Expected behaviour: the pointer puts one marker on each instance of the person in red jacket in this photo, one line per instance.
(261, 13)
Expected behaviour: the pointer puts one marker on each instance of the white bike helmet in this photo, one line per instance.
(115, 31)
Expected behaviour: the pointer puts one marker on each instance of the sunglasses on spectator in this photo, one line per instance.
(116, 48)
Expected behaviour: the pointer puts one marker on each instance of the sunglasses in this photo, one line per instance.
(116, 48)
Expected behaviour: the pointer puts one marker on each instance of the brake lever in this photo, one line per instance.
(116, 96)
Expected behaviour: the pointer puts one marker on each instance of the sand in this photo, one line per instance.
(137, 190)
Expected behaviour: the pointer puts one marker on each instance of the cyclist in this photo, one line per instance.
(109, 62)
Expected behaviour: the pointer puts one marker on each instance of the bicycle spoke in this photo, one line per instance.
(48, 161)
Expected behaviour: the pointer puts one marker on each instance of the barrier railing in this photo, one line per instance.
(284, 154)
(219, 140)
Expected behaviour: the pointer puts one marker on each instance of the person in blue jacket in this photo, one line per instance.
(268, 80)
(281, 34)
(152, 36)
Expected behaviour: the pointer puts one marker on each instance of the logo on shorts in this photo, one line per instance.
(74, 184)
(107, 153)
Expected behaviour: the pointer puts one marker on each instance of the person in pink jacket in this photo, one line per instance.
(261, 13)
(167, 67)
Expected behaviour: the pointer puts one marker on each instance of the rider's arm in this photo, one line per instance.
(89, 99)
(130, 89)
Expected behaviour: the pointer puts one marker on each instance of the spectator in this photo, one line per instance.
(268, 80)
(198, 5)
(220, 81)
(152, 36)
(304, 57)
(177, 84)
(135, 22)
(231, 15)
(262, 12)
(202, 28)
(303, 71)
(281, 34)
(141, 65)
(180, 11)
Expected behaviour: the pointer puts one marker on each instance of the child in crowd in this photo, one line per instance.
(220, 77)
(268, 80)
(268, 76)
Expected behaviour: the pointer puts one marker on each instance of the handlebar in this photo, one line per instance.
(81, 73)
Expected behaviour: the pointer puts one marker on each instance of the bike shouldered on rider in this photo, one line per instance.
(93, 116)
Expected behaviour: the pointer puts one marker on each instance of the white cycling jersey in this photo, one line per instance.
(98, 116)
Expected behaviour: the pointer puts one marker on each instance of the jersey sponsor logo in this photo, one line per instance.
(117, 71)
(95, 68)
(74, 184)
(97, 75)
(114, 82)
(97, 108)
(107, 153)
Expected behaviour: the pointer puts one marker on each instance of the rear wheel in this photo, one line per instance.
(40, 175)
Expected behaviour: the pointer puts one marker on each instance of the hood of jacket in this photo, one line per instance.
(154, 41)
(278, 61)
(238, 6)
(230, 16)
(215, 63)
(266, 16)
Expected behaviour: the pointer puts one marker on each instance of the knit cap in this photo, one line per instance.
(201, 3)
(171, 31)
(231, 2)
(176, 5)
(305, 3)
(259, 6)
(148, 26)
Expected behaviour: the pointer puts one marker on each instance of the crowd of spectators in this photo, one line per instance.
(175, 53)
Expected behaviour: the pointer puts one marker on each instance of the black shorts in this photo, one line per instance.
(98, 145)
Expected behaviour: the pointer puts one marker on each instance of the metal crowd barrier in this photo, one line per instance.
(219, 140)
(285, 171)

......

*Task directions*:
Write the data out again. Match it word for word.

*Exercise answer*:
Expected behaviour: the pointer puts one marker on each instance of the person in red jacket in this photo, one line per instance.
(261, 13)
Expected behaviour: the pointer puts one marker on each instance of the white bike helmet in this photo, one line per instance.
(115, 31)
Expected behaviour: the pointer puts one marker on each instance of the sunglasses on spectator in this photo, one line per instance.
(116, 48)
Expected behaviour: the pointer puts one marker on each instance of the sunglasses in this photo, one line per instance.
(116, 48)
Expected behaviour: the pointer puts one marker on each instance of the brake lever in this photo, one line per instance.
(116, 96)
Expected behaviour: the pointer puts one marker on each instance of the sand in this photo, one line per instance.
(137, 190)
Expected behaviour: the pointer puts one marker on each instance of the cyclist in this photo, one line per instance.
(109, 62)
Expected behaviour: the pointer puts one marker on each instance of the bicycle spoke in this photo, one line per instance.
(48, 161)
Expected behaviour: the pointer puts one marker on each instance of the barrier railing in this photo, one line per instance.
(284, 154)
(219, 140)
Expected behaviour: the pointer puts one marker on each instance of the person in blue jacket in this photo, one line per instance.
(268, 80)
(281, 34)
(152, 36)
Expected behaviour: the pointer puts one marker on each instance of the logo on shorts in this photo, one line per instance.
(74, 184)
(107, 153)
Expected behaviour: the pointer puts one marker on each instance of the person in pink jacket in this photo, one line per instance.
(261, 13)
(167, 67)
Expected behaviour: the pointer puts one marker on each instance of the rider's arm in this photo, one line per instance.
(89, 99)
(130, 89)
Expected behaviour: the pointer puts one marker on each instance of the spectator in this photo, one line per instance.
(268, 80)
(198, 5)
(220, 81)
(152, 36)
(304, 57)
(177, 84)
(135, 22)
(231, 15)
(262, 12)
(202, 28)
(303, 71)
(281, 34)
(141, 65)
(180, 11)
Expected behaviour: the pointer puts one marker on each instance of the child in crowd in this photo, one line per instance.
(220, 77)
(268, 80)
(268, 76)
Expected behaviour: the pointer puts one marker on each instance of the handlebar in this photo, one line per instance.
(81, 73)
Expected behaviour: the pointer puts one marker on each instance of the bike shouldered on rider in this photo, one line per instance.
(93, 116)
Expected behaviour: the pointer puts one marker on each instance of the white cycling jersey in this photo, one line per instance.
(98, 116)
Expected behaviour: the pointer puts one marker on each instance of the jersey sponsor logo in this photo, one line per instance.
(117, 71)
(95, 68)
(74, 184)
(97, 75)
(114, 82)
(97, 108)
(107, 153)
Expected behaviour: the pointer puts one marker on each instance of the rear wheel in this photo, one line per instance.
(40, 175)
Expected behaviour: the pointer puts one marker on each instance of the hood of jacket in this photo, one line per instance.
(154, 41)
(278, 61)
(238, 6)
(230, 16)
(215, 63)
(266, 16)
Expected behaviour: the pointer puts one marker on each instance of the knit cap in this photo, one line per instance.
(201, 3)
(171, 31)
(231, 2)
(176, 5)
(305, 3)
(259, 6)
(148, 26)
Expected behaviour: the pointer puts one marker on each instance of the crowd of spectators in this photo, one line per instance.
(175, 53)
Expected behaviour: the pointer puts one marker on each instance of the black shorts in this photo, one line per instance.
(98, 145)
Expected behaviour: the pointer puts one marker on each instance of the metal crowd barrier in this photo, one line per instance.
(219, 140)
(285, 171)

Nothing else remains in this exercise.